• CEL ĆWICZENIA
Przepisz zestawienie od wiersza z „Expected: a marker on each instance of the hood, one” do końca zestawienia włącznie, zastępując „hood” słowem „bonnet”. Pozostałą treść pozostaw bez zmian.

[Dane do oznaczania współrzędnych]
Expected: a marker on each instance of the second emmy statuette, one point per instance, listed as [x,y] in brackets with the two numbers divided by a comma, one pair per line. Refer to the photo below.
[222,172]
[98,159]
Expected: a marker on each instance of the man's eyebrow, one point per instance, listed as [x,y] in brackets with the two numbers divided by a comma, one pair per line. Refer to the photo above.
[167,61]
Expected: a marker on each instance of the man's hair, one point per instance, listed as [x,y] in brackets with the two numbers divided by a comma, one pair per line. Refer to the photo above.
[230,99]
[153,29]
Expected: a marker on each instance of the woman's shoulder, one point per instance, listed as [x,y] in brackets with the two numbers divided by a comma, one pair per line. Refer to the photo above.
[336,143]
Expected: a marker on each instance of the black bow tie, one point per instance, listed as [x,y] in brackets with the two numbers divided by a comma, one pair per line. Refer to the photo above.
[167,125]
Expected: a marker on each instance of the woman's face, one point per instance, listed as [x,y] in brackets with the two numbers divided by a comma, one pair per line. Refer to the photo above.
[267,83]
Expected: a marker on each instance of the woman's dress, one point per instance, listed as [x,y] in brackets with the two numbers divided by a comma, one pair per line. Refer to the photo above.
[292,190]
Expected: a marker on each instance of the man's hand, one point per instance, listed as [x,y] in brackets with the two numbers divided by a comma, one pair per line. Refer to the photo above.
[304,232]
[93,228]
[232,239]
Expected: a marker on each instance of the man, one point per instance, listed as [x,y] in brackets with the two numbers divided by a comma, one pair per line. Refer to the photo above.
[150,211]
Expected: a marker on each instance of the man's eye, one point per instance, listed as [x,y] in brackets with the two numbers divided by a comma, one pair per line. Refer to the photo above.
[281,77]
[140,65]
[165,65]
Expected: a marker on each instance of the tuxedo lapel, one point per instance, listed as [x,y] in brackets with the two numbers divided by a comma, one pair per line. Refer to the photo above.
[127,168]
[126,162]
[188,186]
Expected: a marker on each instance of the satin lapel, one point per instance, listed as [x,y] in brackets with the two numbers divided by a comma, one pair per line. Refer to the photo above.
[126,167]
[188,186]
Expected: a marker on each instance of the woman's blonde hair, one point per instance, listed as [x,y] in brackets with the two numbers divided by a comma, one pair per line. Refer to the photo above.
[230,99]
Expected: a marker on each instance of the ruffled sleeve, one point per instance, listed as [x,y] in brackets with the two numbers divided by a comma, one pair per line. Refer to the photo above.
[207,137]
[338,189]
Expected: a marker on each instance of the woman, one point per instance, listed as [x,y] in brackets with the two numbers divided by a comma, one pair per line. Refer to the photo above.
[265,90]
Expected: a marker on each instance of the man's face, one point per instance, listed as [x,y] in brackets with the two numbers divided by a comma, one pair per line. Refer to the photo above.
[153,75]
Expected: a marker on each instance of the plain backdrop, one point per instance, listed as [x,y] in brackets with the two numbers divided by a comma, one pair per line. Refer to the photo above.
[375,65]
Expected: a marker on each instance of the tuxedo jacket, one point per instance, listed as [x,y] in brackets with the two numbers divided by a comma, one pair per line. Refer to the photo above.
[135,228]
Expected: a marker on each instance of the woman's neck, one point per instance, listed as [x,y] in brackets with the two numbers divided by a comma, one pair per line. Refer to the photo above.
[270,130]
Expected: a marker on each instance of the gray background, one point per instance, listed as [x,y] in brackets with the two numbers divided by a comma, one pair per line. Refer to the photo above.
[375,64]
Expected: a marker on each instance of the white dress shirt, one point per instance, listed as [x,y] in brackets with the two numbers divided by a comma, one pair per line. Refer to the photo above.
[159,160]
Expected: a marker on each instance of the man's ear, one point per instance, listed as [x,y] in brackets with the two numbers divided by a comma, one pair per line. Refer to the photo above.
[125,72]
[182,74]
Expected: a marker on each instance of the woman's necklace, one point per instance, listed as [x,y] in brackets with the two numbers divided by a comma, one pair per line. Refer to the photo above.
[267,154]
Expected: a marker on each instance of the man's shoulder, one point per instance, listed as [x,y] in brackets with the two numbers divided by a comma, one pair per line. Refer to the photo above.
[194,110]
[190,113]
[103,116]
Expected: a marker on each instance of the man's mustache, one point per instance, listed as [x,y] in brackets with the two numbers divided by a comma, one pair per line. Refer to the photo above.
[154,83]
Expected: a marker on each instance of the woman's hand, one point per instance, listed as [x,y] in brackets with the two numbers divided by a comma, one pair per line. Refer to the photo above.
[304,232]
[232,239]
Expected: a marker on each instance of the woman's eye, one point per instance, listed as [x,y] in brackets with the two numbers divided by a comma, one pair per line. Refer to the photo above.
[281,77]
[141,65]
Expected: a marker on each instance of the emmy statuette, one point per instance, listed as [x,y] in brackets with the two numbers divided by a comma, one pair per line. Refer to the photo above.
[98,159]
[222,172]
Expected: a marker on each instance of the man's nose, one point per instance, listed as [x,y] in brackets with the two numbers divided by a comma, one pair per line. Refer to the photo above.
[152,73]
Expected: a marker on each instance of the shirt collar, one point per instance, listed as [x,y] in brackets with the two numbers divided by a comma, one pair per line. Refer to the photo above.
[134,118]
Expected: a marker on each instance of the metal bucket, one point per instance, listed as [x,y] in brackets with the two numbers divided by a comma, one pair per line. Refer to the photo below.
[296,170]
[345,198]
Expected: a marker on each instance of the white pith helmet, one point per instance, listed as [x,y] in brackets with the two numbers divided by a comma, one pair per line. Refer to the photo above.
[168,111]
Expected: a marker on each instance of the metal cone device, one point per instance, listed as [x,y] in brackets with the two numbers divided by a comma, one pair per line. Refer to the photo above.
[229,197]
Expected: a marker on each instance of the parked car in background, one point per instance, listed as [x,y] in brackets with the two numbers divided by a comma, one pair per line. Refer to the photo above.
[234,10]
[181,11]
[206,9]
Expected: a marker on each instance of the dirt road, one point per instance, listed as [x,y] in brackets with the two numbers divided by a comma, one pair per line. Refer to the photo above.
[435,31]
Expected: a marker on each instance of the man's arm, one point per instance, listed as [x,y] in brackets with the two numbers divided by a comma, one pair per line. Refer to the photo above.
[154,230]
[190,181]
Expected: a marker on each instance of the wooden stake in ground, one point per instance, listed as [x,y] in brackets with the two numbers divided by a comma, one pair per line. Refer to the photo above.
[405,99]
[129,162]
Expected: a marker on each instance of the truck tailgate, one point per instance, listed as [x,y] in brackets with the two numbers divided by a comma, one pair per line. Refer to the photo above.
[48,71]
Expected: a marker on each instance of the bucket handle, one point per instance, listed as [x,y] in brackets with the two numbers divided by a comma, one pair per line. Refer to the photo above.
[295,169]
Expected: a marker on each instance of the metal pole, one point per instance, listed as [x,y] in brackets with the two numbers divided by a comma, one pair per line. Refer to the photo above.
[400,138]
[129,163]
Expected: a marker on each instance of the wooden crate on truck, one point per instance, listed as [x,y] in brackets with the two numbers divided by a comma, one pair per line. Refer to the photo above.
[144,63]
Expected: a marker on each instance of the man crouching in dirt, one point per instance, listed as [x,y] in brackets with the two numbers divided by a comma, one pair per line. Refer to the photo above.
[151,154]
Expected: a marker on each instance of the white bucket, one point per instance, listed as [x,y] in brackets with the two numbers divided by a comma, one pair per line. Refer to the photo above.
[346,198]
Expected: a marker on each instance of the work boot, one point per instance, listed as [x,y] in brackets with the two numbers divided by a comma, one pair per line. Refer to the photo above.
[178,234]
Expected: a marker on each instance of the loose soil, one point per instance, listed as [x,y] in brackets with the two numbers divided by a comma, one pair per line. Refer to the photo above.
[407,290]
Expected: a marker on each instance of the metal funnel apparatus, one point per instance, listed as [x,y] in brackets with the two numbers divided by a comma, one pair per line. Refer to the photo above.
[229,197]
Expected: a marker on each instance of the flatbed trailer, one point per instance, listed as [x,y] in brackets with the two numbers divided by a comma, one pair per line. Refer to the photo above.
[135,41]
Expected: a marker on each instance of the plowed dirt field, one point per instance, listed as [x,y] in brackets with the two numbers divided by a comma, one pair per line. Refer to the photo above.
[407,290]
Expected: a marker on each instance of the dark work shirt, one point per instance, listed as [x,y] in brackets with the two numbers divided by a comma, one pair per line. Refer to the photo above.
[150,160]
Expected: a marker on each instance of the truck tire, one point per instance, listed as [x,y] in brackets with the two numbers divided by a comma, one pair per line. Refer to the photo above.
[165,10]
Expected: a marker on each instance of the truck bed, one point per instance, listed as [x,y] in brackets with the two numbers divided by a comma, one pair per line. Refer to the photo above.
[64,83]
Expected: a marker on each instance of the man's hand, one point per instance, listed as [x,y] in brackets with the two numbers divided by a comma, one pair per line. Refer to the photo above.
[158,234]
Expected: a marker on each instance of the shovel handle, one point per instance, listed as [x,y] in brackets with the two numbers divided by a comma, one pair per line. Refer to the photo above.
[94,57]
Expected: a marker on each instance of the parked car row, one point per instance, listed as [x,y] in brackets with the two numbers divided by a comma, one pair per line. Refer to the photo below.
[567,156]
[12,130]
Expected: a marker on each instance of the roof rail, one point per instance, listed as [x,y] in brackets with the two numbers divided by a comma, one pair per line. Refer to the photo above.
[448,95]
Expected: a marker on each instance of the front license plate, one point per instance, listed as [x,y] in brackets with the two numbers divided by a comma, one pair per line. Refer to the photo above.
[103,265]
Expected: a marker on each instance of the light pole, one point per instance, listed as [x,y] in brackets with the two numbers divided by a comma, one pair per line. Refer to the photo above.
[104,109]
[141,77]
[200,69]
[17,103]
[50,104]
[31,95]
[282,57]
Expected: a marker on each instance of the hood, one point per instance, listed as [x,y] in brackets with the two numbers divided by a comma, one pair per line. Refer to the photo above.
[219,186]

• WYNIK ZADANIA
Expected: a marker on each instance of the bonnet, one point per instance, listed as [x,y] in brackets with the two numbers divided by a comma, one pair per line. Refer to the photo above.
[219,186]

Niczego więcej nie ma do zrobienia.